## Exercise details
Present the material below as a numbered list, one line per entry, with blank lines and pictures omitted.

┄┄┄┄┄┄┄┄┄┄┄┄┄┄┄┄┄┄┄┄

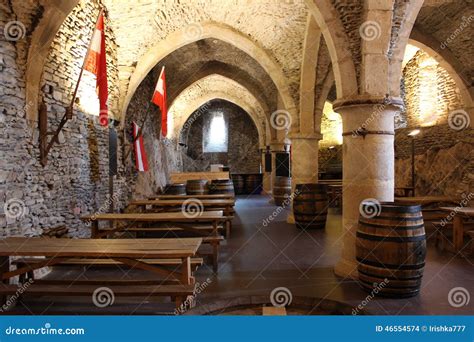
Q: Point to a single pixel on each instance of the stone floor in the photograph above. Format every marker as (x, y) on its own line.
(258, 258)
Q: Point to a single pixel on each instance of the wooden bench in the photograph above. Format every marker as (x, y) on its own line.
(183, 177)
(177, 292)
(444, 235)
(214, 241)
(22, 262)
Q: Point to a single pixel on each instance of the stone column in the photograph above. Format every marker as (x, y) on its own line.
(304, 164)
(267, 176)
(368, 164)
(275, 147)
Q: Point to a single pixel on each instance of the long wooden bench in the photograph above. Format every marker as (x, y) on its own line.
(22, 262)
(214, 241)
(177, 292)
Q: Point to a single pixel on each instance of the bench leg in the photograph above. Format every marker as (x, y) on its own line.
(215, 256)
(4, 267)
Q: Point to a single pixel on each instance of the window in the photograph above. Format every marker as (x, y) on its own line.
(215, 137)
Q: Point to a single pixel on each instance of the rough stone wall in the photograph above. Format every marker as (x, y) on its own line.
(444, 161)
(351, 15)
(161, 153)
(243, 154)
(429, 92)
(75, 180)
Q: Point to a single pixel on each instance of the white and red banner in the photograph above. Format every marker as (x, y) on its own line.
(141, 160)
(159, 98)
(96, 63)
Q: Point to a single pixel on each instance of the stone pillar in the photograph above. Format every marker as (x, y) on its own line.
(304, 163)
(368, 164)
(267, 176)
(275, 147)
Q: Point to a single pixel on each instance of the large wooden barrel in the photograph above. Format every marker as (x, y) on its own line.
(253, 184)
(310, 206)
(175, 189)
(221, 186)
(197, 187)
(391, 248)
(238, 181)
(281, 189)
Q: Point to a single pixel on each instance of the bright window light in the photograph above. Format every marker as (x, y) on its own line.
(215, 138)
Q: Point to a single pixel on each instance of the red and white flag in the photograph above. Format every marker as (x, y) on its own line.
(96, 63)
(159, 98)
(141, 160)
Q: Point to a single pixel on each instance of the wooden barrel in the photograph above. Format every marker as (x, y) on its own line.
(310, 206)
(391, 248)
(281, 190)
(238, 181)
(221, 186)
(197, 187)
(175, 189)
(253, 184)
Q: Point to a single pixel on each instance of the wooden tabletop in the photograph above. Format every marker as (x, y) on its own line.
(178, 202)
(464, 211)
(156, 217)
(425, 199)
(100, 248)
(184, 197)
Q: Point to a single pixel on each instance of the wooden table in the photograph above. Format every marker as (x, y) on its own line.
(426, 200)
(208, 217)
(204, 204)
(460, 215)
(203, 196)
(130, 252)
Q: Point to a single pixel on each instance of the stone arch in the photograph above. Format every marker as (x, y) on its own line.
(248, 102)
(225, 33)
(53, 17)
(399, 45)
(308, 75)
(447, 61)
(337, 42)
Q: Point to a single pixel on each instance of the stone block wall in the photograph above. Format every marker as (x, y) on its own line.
(243, 154)
(75, 179)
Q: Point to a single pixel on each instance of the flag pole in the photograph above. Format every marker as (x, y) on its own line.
(74, 95)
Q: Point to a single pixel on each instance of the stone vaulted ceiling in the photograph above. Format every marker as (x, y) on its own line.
(276, 26)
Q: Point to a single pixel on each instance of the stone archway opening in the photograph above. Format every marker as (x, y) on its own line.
(220, 132)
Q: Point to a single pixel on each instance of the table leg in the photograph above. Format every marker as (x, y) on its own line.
(95, 229)
(458, 232)
(4, 268)
(186, 277)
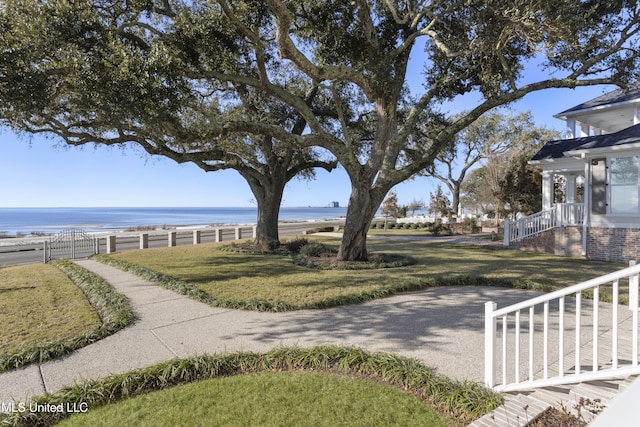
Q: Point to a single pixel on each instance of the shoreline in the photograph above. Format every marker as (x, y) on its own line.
(31, 238)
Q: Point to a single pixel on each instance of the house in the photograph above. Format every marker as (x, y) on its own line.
(601, 151)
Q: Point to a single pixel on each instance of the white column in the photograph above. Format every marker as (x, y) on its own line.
(571, 128)
(586, 200)
(570, 192)
(547, 190)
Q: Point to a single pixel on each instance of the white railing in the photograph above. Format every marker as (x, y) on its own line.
(541, 340)
(561, 214)
(569, 214)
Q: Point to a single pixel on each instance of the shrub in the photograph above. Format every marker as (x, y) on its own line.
(471, 224)
(313, 250)
(295, 245)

┄┄┄┄┄┄┄┄┄┄┄┄┄┄┄┄┄┄┄┄

## Response to this exercise
1. Q: Point to a single pixel on each instance of the stone floor in the photograph above. Format every marker as (x, y) on its own line.
2. (258, 258)
3. Q: Point to a single pixel on each instance of the wooden bench in the photograph above. Format every marker as (x, y) on its own line.
4. (183, 177)
5. (177, 292)
6. (444, 235)
7. (214, 241)
8. (22, 262)
9. Q: Point to a single pixel on each instance of the stone column in the photograph above. Format every marker as (x, y) on its own line.
10. (304, 164)
11. (267, 176)
12. (368, 164)
13. (275, 147)
14. Q: Point to a single pixel on each instance of the long wooden bench in the photograph above. Format every marker as (x, y) on its own line.
15. (22, 262)
16. (214, 241)
17. (177, 292)
18. Q: Point to a single pixel on each instance of the bench leg in the photograph above. Format every marker as (x, y) on its own line.
19. (215, 256)
20. (4, 267)
21. Q: Point to a single pixel on each instance of the window in the photograph above. Format every marker as (x, y) on its own line.
22. (215, 137)
23. Q: Point to a single pixel on each instance of the rough stone wall in the photograph above. Format every marker as (x, y) on its own line.
24. (444, 161)
25. (351, 15)
26. (161, 153)
27. (243, 154)
28. (429, 92)
29. (75, 180)
30. Q: Point to a single pixel on each instance of the white and red banner in the photograph above. Format every marker as (x, y) on its own line.
31. (141, 160)
32. (159, 98)
33. (96, 63)
34. Q: Point to a single pixel on each instance of the stone pillar in the photograph above. Format every marker as (x, y) on its own line.
35. (304, 163)
36. (368, 164)
37. (267, 176)
38. (275, 147)
39. Q: Point to a single pixel on each instance of the large wooden barrel in the photograph above. Format every marker as (x, y) on its own line.
40. (253, 184)
41. (310, 206)
42. (175, 189)
43. (221, 186)
44. (197, 187)
45. (391, 248)
46. (238, 181)
47. (281, 189)
48. Q: Point to a single pixel on each instance of the bright window light in the photograph above. Format every marker as (x, y) on its own line.
49. (215, 138)
50. Q: Point to a single pixel on each instance of the red and white flag in the photograph above. Format every marker as (x, y) on its own line.
51. (96, 63)
52. (159, 98)
53. (141, 160)
54. Q: Point to a single pixel on each instance of the wooden barrel in the photograph above. Format every marker as (x, y) on its own line.
55. (310, 206)
56. (391, 248)
57. (281, 190)
58. (238, 181)
59. (221, 186)
60. (197, 187)
61. (175, 189)
62. (253, 184)
63. Q: Point to a single pixel on each instance of the wooden tabletop in the photograph above. Format every marker as (x, y) on its own line.
64. (178, 202)
65. (464, 211)
66. (156, 217)
67. (425, 199)
68. (100, 248)
69. (184, 197)
70. Q: Point to a single pixel on each instance of the wooden table in the photograph above. Format every marker as (x, y) on its own line.
71. (426, 200)
72. (208, 217)
73. (204, 204)
74. (460, 215)
75. (203, 196)
76. (130, 252)
77. Q: Point to a single pixel on each instance of the stone arch in the photograph above. Format every marker as (x, y) on its own line.
78. (248, 102)
79. (225, 33)
80. (53, 17)
81. (399, 45)
82. (308, 75)
83. (447, 61)
84. (337, 42)
85. Q: Point to a single pixel on each instance of the stone block wall in the photograph above. Format every marker as (x, y) on its own line.
86. (243, 154)
87. (75, 179)
88. Q: Point to a single pixel on each instance of the flag pole in the photograph above. Format every marker as (x, y) on its own line.
89. (74, 95)
90. Q: Point to a single pixel on each instance of the stone vaulted ceiling in the photograph above. Format every marker as (x, y) on its own line.
91. (276, 26)
92. Q: Point to a single pixel on each instance of the stone archway opening in the photograph above. Format every marker as (x, y) on its own line.
93. (220, 132)
94. Q: Point to a single pixel on each instance of the table leg in the photograph above. Format every marker as (x, y) on its own line.
95. (95, 229)
96. (458, 232)
97. (4, 268)
98. (186, 277)
99. Q: Point to a single pixel on each instance of the shoreline in the photograph above. Format every marker as (x, y) on its own line.
100. (31, 238)
101. Q: Point to a single pixel on each instance of the house in the photograph above. Format every marker as (x, y) on its own line.
102. (601, 151)
103. Q: Point to a single pixel on each instance of the white column in the photograph above. Format every marker as (x, y) on its own line.
104. (571, 128)
105. (586, 200)
106. (570, 192)
107. (547, 190)
108. Q: Point to a single pixel on each instance of the white railing in the photograph above. Format every marker as (x, y) on its own line.
109. (541, 340)
110. (561, 214)
111. (569, 214)
112. Q: Point to a single pixel on each instance of the shrub in the photograph above. Format every marker as (x, y) on its own line.
113. (471, 224)
114. (313, 250)
115. (295, 245)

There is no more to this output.